*** Selected extract ***

Mutual force of electrostatic interaction

I don't think this is an "Easy" problem, unless there's some shortcut I'm not aware of. Anyway, here's a "not so easy" derivation of the result.

Wire 1 has linear charge density $\lambda_1$ , and Wire 2 has linear charge density $\lambda_2$ . The wires are separated by a distance $d$ . $x$ is the position along Wire 2, relative to the position of Wire 1. From Gauss's Law, we know that the electric field strength from Wire 1 is:

$\large{E_1 = \frac{\lambda_1}{2 \pi \epsilon_0 r} = \frac{\lambda_1}{2 \pi \epsilon_0 \sqrt{x^2 + d^2}}}$

The horizontal component is (we needn't consider the vertical component):

$\large{E_{1H} = E_1 \frac{d}{\sqrt{x^2 + d^2}} = \frac{\lambda_1 d}{2 \pi \epsilon_0 (x^2 + d^2)}}$

The horizontal force on an infinitesimal segment of Wire 2 is:

$\large{dF_{H} = E_{1H} \, \lambda_2 \, dx = \frac{\lambda_1\, \lambda_2\, d\, dx}{2 \pi \epsilon_0 (x^2 + d^2)}}$

The total horizontal force is:

$\large{\frac{\lambda_1\, \lambda_2\, d }{2 \pi \epsilon_0} \int_{-\infty}^{\infty} \frac{dx}{x^2 + d^2} = \frac{\lambda_1\, \lambda_2\, d }{2 \pi \epsilon_0} \frac{1}{d} tan^{-1} (\frac{x}{d}) \Big |_{-\infty}^{\infty} = \frac{\lambda_1\, \lambda_2 }{2 \pi \epsilon_0} (\frac{\pi}{2} - (-\frac{\pi}{2}) = \frac{\lambda_1\, \lambda_2 }{2 \epsilon_0} }$

( 2x20)/2ε° = F

*** Dataset entries ***

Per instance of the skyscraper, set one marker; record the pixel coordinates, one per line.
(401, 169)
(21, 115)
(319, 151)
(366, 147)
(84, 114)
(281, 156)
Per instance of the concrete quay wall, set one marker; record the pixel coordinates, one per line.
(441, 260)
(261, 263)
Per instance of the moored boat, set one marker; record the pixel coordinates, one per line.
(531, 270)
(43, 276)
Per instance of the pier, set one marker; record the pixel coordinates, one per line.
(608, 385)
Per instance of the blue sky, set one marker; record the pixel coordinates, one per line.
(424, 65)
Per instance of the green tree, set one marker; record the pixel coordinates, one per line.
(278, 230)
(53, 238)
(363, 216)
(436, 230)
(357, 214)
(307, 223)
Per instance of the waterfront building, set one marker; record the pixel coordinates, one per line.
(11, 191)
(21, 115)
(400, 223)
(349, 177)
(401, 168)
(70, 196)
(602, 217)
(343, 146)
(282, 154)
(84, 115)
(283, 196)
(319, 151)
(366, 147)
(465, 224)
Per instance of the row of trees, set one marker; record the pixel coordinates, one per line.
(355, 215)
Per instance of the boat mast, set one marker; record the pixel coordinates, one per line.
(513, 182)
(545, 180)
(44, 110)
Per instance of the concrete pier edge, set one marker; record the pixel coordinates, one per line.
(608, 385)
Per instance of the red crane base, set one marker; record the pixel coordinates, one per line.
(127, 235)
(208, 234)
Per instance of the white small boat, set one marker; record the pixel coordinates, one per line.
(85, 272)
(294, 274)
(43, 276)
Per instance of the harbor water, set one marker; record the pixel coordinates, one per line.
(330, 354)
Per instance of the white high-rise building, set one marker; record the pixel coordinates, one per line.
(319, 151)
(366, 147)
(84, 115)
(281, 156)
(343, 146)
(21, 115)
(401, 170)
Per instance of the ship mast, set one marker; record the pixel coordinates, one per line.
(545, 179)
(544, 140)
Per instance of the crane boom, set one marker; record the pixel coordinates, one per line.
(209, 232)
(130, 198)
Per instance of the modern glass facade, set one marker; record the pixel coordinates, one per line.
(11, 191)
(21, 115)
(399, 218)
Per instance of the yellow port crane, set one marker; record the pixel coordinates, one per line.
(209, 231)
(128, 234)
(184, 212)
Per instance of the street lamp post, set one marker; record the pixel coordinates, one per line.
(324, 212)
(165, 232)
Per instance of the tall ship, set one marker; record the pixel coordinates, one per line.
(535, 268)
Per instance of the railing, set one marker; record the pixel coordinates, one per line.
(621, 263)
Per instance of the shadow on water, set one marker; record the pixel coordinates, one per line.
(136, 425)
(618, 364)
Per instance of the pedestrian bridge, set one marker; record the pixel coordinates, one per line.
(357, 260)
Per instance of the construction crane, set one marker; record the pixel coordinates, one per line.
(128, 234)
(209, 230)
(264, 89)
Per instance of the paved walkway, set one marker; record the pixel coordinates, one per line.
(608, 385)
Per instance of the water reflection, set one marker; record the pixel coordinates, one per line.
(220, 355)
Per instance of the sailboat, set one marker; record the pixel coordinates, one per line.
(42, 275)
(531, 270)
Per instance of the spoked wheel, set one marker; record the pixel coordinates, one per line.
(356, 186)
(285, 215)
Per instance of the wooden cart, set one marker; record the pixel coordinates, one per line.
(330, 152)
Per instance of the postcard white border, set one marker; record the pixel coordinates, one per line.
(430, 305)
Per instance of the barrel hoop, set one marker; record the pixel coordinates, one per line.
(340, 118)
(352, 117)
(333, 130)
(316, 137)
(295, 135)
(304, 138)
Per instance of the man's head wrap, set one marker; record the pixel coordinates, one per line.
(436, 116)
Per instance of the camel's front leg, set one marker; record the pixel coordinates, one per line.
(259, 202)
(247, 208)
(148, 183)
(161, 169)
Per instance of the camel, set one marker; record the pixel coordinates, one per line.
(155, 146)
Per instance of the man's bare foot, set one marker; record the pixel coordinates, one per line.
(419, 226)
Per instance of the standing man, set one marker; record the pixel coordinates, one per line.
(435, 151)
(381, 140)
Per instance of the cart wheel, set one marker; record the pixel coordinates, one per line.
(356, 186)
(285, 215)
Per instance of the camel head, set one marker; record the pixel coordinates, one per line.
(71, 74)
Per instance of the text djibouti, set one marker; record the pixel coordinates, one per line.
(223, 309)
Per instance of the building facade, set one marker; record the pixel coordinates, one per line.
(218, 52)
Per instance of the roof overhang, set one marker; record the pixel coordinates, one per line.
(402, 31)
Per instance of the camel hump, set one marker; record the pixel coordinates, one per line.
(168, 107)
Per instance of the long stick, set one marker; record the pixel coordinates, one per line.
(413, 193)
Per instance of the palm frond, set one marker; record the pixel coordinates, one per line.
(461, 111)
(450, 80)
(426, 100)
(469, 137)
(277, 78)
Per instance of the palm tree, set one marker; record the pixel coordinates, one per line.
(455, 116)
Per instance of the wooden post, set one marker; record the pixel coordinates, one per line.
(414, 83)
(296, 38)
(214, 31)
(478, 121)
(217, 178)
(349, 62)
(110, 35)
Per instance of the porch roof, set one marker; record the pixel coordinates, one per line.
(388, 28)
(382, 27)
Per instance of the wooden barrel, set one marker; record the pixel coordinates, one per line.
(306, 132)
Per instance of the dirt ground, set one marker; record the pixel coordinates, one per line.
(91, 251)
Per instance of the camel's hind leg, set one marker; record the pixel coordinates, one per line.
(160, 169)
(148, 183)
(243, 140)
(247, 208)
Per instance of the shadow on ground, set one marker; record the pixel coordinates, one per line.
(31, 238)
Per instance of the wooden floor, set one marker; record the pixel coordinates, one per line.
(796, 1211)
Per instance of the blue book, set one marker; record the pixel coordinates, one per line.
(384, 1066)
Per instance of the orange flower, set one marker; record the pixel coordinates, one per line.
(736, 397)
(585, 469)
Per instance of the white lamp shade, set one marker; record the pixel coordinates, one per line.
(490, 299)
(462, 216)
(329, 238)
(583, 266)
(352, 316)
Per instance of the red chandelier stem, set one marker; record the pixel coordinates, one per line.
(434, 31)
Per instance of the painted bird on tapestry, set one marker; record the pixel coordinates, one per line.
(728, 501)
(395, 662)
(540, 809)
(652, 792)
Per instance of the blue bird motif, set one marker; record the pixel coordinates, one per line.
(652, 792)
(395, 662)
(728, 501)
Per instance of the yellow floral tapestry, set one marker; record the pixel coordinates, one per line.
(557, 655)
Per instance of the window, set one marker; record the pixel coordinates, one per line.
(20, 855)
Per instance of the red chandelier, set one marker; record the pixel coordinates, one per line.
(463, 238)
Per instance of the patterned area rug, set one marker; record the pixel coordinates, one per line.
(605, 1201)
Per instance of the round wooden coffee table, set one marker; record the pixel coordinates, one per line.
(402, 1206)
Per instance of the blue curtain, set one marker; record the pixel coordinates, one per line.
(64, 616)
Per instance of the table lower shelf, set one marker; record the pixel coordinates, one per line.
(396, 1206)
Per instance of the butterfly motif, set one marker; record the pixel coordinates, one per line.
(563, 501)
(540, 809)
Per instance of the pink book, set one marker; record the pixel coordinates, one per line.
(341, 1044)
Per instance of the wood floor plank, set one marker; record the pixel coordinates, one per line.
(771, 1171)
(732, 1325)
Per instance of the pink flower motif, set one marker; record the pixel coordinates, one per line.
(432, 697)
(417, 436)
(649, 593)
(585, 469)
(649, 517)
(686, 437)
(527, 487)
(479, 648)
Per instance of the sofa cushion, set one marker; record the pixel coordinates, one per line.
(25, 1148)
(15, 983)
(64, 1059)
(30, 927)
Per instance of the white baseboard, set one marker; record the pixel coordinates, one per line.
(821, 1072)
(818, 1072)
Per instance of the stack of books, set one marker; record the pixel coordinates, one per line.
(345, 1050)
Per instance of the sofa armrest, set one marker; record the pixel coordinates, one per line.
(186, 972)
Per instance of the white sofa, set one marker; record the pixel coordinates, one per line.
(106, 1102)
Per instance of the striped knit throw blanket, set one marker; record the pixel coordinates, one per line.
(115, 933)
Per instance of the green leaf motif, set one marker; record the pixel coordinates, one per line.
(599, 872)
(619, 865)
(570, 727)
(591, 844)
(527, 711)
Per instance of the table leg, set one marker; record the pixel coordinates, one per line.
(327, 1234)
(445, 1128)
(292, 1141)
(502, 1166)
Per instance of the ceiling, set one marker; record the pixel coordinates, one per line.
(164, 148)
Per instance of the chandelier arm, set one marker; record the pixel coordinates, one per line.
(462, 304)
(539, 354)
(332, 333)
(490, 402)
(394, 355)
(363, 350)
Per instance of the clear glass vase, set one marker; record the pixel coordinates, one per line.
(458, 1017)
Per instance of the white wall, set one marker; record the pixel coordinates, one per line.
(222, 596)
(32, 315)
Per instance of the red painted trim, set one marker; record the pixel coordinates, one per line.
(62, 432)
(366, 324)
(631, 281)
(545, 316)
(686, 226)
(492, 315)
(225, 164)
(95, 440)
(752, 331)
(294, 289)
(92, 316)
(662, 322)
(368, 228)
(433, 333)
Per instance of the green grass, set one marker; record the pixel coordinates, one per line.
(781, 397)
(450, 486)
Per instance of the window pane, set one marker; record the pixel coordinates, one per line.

***

Please copy the part of the derivation of electrostatic force between the wires above word for word, starting at "Mutual force of" and ending at "of the result.".

Mutual force of electrostatic interaction

I don't think this is an "Easy" problem, unless there's some shortcut I'm not aware of. Anyway, here's a "not so easy" derivation of the result.